Assignment: Starting with the line that contains "Target: doorway" and stopping after the line that contains "Sample: <point>478,385</point>", copy the entries below exactly. Include nothing else.

Study material:
※
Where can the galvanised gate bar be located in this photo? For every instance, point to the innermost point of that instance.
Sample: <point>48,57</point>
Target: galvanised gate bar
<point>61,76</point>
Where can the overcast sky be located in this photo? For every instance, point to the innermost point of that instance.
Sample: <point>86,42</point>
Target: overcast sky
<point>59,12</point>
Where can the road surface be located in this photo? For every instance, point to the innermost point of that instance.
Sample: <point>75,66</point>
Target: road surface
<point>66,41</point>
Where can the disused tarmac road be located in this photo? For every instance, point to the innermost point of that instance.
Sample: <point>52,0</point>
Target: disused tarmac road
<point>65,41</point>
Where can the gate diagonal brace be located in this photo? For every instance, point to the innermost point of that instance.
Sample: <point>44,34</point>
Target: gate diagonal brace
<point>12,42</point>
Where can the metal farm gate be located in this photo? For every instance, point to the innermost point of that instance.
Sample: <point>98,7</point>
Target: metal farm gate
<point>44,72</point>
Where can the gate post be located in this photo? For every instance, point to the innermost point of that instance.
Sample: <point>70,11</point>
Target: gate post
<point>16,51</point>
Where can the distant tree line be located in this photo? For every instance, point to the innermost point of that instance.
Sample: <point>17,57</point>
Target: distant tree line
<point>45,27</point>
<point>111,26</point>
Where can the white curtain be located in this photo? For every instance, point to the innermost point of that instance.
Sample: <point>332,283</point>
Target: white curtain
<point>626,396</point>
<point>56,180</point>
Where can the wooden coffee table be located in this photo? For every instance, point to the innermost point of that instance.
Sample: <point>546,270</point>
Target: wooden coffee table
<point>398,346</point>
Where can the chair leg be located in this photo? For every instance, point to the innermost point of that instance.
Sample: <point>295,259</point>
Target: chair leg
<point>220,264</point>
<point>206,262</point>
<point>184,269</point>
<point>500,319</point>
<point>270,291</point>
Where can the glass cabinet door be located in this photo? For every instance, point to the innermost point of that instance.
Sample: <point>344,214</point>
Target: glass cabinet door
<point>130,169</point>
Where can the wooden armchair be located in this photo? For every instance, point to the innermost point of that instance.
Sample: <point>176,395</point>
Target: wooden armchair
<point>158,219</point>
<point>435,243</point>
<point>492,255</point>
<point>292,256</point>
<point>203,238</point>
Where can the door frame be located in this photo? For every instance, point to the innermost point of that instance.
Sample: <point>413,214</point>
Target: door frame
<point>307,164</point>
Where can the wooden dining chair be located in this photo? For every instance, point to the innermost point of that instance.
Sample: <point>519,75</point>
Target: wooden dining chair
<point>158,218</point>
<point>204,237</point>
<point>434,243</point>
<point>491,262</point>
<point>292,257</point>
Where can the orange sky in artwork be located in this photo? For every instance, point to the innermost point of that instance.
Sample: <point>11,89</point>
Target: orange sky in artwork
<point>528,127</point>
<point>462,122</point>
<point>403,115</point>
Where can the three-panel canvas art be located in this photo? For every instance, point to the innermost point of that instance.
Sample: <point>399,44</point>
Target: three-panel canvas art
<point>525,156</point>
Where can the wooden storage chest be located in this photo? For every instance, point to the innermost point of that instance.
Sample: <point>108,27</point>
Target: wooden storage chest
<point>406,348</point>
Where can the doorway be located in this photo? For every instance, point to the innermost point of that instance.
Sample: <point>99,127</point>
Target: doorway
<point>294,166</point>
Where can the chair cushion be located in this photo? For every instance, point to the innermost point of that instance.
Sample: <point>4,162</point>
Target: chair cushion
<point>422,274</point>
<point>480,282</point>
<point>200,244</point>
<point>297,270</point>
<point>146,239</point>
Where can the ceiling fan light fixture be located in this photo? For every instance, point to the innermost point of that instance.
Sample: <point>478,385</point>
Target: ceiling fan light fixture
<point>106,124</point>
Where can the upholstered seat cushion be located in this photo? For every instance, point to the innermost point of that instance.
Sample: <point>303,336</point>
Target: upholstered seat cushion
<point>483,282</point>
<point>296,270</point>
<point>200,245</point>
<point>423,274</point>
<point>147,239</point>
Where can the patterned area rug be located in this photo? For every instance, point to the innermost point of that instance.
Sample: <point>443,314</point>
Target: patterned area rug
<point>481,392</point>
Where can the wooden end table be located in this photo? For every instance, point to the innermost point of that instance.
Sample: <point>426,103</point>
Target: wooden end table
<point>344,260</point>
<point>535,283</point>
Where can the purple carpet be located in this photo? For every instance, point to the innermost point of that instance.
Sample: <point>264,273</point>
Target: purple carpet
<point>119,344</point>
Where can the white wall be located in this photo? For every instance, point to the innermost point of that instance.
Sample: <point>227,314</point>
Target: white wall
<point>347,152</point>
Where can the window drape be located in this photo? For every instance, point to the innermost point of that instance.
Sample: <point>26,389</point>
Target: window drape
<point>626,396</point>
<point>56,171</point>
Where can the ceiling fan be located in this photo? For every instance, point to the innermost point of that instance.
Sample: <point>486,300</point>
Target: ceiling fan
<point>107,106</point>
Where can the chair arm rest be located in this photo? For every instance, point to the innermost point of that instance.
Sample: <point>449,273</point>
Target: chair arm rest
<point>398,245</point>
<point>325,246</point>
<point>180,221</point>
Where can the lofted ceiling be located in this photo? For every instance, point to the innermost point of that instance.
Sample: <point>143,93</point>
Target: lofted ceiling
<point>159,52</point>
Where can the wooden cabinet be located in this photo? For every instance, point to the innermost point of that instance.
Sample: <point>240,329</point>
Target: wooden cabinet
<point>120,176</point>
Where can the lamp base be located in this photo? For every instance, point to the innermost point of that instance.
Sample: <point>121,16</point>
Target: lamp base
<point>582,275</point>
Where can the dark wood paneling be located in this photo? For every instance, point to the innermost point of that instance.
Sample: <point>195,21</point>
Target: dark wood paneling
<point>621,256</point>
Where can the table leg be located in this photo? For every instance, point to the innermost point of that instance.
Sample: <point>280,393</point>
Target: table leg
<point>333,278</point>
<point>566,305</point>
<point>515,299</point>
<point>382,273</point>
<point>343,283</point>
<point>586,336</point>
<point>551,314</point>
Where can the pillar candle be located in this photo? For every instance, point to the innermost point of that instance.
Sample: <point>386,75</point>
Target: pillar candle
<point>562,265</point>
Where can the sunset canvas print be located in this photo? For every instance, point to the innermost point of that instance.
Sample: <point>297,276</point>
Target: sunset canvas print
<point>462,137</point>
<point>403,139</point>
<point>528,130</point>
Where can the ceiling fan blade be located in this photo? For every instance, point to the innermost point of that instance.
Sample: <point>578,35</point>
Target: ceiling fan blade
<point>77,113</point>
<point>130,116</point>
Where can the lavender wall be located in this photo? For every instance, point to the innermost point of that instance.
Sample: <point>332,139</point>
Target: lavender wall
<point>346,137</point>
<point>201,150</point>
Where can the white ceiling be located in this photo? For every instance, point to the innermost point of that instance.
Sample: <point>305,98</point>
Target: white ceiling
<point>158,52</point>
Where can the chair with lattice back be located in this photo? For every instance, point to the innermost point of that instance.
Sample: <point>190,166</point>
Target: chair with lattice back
※
Task answer:
Target: doorway
<point>294,166</point>
Where can the chair cushion be located in this photo? For every instance, point to the innermost point of that instance.
Sample: <point>4,162</point>
Target: chair cushion
<point>422,274</point>
<point>480,282</point>
<point>200,244</point>
<point>297,270</point>
<point>146,239</point>
Where can the ceiling fan light fixture be located in this photo? For every instance, point to the innermost point of that instance.
Sample: <point>478,385</point>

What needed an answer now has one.